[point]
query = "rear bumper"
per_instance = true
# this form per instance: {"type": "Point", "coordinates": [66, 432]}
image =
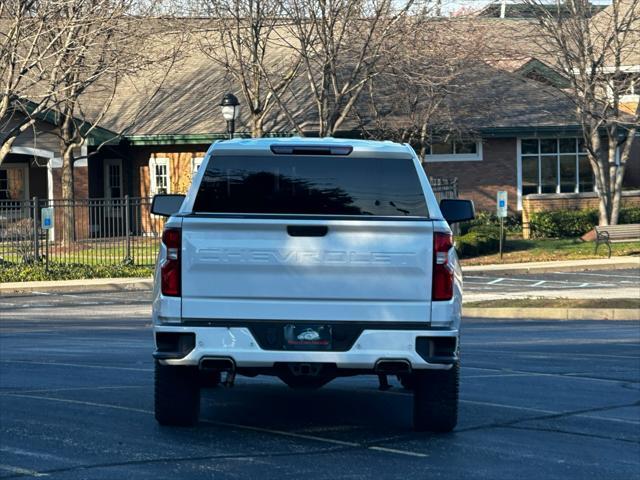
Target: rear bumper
{"type": "Point", "coordinates": [239, 345]}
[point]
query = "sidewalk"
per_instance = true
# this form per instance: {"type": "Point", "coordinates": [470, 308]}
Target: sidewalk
{"type": "Point", "coordinates": [613, 263]}
{"type": "Point", "coordinates": [85, 285]}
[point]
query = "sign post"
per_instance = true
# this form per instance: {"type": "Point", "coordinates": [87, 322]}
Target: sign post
{"type": "Point", "coordinates": [502, 213]}
{"type": "Point", "coordinates": [46, 219]}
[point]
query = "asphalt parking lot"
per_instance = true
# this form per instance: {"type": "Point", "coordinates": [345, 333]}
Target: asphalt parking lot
{"type": "Point", "coordinates": [539, 399]}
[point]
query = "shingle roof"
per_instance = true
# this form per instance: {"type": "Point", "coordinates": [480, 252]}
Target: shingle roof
{"type": "Point", "coordinates": [185, 102]}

┄┄┄┄┄┄┄┄┄┄┄┄┄┄┄┄┄┄┄┄

:: EXERCISE DIRECTIONS ::
Looking at the records above, work out how many lines include the word "query", then give that number by itself.

:: WRITTEN ANSWER ::
5